▶ _TEXT EXCERPT_:

☆ ☆ ☆ ☆ ☆

In 2016 we traveled to Odessa to stand in solidarity with the people of that city as they commemorated the second anniversary of what has been called the worst civil conflict in Europe since World War II. After returning to Richmond, we founded the Odessa Solidarity Campaign to support the anti-fascist people of Odessa and their demand for an international investigation into the massacre, something the Ukrainian government has never allowed. Each year we have encouraged local actions to remember the massacre and support the demand of the people of Odessa for justice.
Who’s responsible for today’s war in Ukraine?
Today Ukraine is involved in a terrible war. We do not support the Russian attack on Ukraine, but we are trying to explain what made it inevitable: the steady expansion of NATO to the very borders of Russia and U.S. support for the right-wing coup of February 2014 that set the stage for the Odessa massacre and everything else that followed.
It’s vitally important to understand the role that the U.S. government is playing in the current war.

☆ ☆ ☆ ☆ ☆

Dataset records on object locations
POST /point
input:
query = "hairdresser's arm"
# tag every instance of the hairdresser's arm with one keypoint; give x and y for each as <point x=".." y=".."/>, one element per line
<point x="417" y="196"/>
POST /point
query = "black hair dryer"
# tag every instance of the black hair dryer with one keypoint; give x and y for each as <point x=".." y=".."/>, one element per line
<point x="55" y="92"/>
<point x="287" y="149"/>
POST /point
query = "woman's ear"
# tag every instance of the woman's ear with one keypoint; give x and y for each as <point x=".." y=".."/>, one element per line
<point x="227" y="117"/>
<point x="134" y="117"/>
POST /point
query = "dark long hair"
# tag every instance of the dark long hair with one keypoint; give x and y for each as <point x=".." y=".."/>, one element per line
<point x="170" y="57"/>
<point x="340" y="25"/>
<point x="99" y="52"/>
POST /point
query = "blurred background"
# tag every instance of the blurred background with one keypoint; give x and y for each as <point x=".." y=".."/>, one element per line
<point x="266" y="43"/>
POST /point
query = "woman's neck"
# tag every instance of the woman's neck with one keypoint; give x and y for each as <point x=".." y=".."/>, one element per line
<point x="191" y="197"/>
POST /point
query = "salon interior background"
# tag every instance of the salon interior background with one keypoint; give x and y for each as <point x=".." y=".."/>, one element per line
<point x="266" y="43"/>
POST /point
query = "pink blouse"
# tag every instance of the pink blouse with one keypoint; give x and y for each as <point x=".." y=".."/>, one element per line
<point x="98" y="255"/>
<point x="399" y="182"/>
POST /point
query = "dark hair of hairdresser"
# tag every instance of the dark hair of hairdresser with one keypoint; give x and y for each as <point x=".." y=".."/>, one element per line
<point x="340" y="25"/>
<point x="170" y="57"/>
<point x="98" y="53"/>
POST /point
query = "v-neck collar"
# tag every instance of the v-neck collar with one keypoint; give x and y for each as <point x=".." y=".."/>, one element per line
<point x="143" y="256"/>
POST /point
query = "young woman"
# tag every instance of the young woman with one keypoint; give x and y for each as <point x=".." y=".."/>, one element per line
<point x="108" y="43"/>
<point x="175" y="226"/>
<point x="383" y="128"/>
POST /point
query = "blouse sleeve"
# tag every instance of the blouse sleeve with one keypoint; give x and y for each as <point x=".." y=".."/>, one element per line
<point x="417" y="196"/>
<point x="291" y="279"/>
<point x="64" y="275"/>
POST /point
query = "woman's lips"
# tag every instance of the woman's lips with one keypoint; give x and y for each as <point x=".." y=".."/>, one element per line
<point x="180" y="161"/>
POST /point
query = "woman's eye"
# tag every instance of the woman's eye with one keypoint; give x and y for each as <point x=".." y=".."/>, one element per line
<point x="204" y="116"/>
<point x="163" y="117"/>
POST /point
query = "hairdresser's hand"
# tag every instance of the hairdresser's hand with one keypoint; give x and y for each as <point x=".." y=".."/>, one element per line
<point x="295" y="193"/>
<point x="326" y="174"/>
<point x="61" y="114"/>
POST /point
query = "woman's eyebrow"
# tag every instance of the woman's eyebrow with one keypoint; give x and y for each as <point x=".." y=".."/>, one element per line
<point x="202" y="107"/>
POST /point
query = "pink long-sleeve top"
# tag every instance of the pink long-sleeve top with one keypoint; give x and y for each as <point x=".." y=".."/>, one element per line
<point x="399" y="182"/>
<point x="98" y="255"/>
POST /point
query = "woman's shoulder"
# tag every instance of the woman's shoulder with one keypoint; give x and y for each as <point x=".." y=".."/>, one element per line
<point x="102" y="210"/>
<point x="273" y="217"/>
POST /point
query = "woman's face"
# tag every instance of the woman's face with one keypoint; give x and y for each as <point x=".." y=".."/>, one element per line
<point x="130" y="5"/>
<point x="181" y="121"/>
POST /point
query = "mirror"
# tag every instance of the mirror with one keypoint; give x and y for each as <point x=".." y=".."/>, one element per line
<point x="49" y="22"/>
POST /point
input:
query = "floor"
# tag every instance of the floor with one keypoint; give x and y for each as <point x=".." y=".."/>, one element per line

☆ ☆ ☆ ☆ ☆

▶ _INSTRUCTIONS_:
[1] Report how many lines of the records contain the string "eyebrow", giving only the number.
[2] Carry the text on the Odessa massacre and the war in Ukraine further, starting after its last sentence.
The text and the records are unrelated pieces of material.

▶ _ANSWERS BY TASK_:
[1] 2

[2]
According to The New York TImes of April 30, President Biden is asking Congress to authorize $33 billion more in aid to Ukraine: “The request represented an extraordinary escalation in American investment in the war, more than tripling the total emergency expenditures and putting the United States on track to spend as much this year helping the Ukrainians as it did on average each year fighting its own war in Afghanistan, or more.”
This “aid” is in addition to the ongoing training of Ukrainian soldiers, sending thousands of additional U.S. troops to Europe and providing intelligence to the Ukrainian military.
It is inconceivable that Washington is doing all this without at the same time telling Ukraine how to conduct the war. This is not a war between Russia and Ukraine, it’s a proxy war by the U.S. against Russia, a war that has been long in the making.
It’s an old truism that the first casualty of war is truth. But no matter how many times we’ve been lied to about Washington’s wars, people still tend to give the warmakers the benefit of the doubt, especially when virtually all the news media is repeating the official line.
What can we do?
We can educate ourselves. This packet of information is meant to try and counter the lies we’re being told about Ukraine, the war and who is responsible for the current tragedy. Please take the time to educate yourself about this war that has the potential to ignite a much broader conflict, one in which there will be no winners.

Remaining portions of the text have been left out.